» TASK TO CARRY OUT
What follows is a block of records; restate each one word for word.
** START ENTRIES SHOWN **
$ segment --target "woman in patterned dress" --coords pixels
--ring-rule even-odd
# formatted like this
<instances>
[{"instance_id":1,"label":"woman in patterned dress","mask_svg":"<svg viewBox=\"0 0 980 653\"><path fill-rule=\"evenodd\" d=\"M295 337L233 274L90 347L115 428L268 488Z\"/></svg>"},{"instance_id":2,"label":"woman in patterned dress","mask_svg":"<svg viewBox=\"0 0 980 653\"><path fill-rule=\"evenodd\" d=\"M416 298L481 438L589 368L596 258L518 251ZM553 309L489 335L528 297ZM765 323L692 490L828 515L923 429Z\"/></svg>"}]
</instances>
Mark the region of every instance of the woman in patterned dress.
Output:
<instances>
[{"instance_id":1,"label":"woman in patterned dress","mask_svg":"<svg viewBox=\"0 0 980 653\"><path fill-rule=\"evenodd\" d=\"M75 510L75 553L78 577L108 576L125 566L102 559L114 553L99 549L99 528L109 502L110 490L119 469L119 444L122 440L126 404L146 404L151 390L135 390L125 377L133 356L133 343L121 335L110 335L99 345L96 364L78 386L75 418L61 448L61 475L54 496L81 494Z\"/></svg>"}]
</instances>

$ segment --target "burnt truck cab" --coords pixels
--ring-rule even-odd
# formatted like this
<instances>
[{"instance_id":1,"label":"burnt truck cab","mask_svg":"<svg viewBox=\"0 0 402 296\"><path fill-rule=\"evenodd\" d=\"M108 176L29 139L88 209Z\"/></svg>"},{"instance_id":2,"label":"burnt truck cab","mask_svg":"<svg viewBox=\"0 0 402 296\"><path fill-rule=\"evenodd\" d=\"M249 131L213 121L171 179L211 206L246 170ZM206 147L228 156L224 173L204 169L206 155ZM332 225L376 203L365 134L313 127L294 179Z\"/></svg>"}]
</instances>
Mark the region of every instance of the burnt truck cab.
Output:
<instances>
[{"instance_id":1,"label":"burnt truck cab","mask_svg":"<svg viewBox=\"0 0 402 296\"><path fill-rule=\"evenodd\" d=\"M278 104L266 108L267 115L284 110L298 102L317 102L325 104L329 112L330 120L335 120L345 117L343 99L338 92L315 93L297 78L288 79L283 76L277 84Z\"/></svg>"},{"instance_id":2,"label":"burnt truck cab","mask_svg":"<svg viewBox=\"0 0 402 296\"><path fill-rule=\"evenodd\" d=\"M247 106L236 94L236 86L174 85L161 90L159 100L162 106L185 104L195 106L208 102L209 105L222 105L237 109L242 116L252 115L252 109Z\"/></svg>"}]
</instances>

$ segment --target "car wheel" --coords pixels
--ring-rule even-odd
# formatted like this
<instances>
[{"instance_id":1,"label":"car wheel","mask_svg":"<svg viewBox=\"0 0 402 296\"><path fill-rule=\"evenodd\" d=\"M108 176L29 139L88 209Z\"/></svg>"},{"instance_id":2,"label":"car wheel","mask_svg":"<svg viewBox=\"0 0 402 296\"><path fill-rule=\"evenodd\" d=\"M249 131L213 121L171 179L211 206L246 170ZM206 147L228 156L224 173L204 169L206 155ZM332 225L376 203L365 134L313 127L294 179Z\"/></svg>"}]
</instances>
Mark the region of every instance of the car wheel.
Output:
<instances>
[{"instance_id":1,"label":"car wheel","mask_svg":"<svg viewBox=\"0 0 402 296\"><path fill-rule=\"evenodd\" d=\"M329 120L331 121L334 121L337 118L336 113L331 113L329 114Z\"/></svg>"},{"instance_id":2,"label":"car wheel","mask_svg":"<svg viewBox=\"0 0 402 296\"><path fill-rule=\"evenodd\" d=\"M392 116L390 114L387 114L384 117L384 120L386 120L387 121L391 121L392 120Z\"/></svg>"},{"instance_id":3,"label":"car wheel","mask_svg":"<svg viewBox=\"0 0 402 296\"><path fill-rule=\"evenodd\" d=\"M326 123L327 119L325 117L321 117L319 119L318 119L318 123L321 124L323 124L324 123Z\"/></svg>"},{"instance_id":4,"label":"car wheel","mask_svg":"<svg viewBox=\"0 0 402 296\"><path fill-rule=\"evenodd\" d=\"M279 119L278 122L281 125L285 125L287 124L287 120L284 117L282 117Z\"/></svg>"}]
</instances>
** END ENTRIES SHOWN **
» WRITTEN ANSWER
$ segment --target "woman in patterned dress" --coords pixels
--ring-rule even-odd
# formatted like this
<instances>
[{"instance_id":1,"label":"woman in patterned dress","mask_svg":"<svg viewBox=\"0 0 980 653\"><path fill-rule=\"evenodd\" d=\"M295 337L233 274L90 347L115 428L268 488Z\"/></svg>"},{"instance_id":2,"label":"woman in patterned dress","mask_svg":"<svg viewBox=\"0 0 980 653\"><path fill-rule=\"evenodd\" d=\"M416 298L481 438L589 368L596 258L518 251ZM553 309L489 335L528 297ZM765 323L692 490L828 515L923 429Z\"/></svg>"}]
</instances>
Mark the region of every instance of the woman in patterned dress.
Output:
<instances>
[{"instance_id":1,"label":"woman in patterned dress","mask_svg":"<svg viewBox=\"0 0 980 653\"><path fill-rule=\"evenodd\" d=\"M75 510L75 553L78 577L108 576L125 566L102 559L114 553L99 549L99 528L109 502L110 490L119 469L119 444L122 440L126 404L146 404L151 390L135 390L125 377L133 356L133 343L121 335L110 335L99 345L96 364L78 386L75 418L61 448L61 475L54 496L81 494Z\"/></svg>"}]
</instances>

$ segment --target "burnt truck cab" --coords pixels
--ring-rule even-odd
# formatted like this
<instances>
[{"instance_id":1,"label":"burnt truck cab","mask_svg":"<svg viewBox=\"0 0 402 296\"><path fill-rule=\"evenodd\" d=\"M108 176L29 139L88 209Z\"/></svg>"},{"instance_id":2,"label":"burnt truck cab","mask_svg":"<svg viewBox=\"0 0 402 296\"><path fill-rule=\"evenodd\" d=\"M249 131L213 121L171 179L211 206L246 170ZM206 147L228 156L224 173L204 169L206 155ZM332 225L376 203L365 134L313 127L294 179Z\"/></svg>"}]
</instances>
Mark the region of every instance of the burnt truck cab.
Output:
<instances>
[{"instance_id":1,"label":"burnt truck cab","mask_svg":"<svg viewBox=\"0 0 402 296\"><path fill-rule=\"evenodd\" d=\"M278 104L266 108L267 115L284 110L298 102L317 102L325 104L329 112L330 120L335 120L345 117L343 99L338 92L315 93L297 78L288 79L283 76L277 84Z\"/></svg>"},{"instance_id":2,"label":"burnt truck cab","mask_svg":"<svg viewBox=\"0 0 402 296\"><path fill-rule=\"evenodd\" d=\"M247 106L236 94L236 86L174 85L161 90L159 100L162 106L185 104L195 106L208 102L209 105L222 105L237 109L242 116L252 115L252 109Z\"/></svg>"}]
</instances>

$ segment --target "car wheel" --coords pixels
--ring-rule even-odd
# formatted like this
<instances>
[{"instance_id":1,"label":"car wheel","mask_svg":"<svg viewBox=\"0 0 402 296\"><path fill-rule=\"evenodd\" d=\"M108 176L29 139L88 209Z\"/></svg>"},{"instance_id":2,"label":"car wheel","mask_svg":"<svg viewBox=\"0 0 402 296\"><path fill-rule=\"evenodd\" d=\"M249 131L213 121L171 179L211 206L246 170ZM206 147L228 156L224 173L204 169L206 155ZM332 225L376 203L365 134L313 127L294 179Z\"/></svg>"}]
</instances>
Mark the region of every instance of the car wheel.
Output:
<instances>
[{"instance_id":1,"label":"car wheel","mask_svg":"<svg viewBox=\"0 0 402 296\"><path fill-rule=\"evenodd\" d=\"M329 120L331 121L334 121L337 118L336 113L331 113L329 114Z\"/></svg>"},{"instance_id":2,"label":"car wheel","mask_svg":"<svg viewBox=\"0 0 402 296\"><path fill-rule=\"evenodd\" d=\"M392 116L390 114L387 114L384 117L384 120L386 120L387 121L391 121L392 120Z\"/></svg>"},{"instance_id":3,"label":"car wheel","mask_svg":"<svg viewBox=\"0 0 402 296\"><path fill-rule=\"evenodd\" d=\"M326 123L327 119L325 117L321 117L319 119L318 119L318 123L321 124L323 124L324 123Z\"/></svg>"},{"instance_id":4,"label":"car wheel","mask_svg":"<svg viewBox=\"0 0 402 296\"><path fill-rule=\"evenodd\" d=\"M279 119L278 122L281 125L285 125L287 124L287 120L284 117L282 117Z\"/></svg>"}]
</instances>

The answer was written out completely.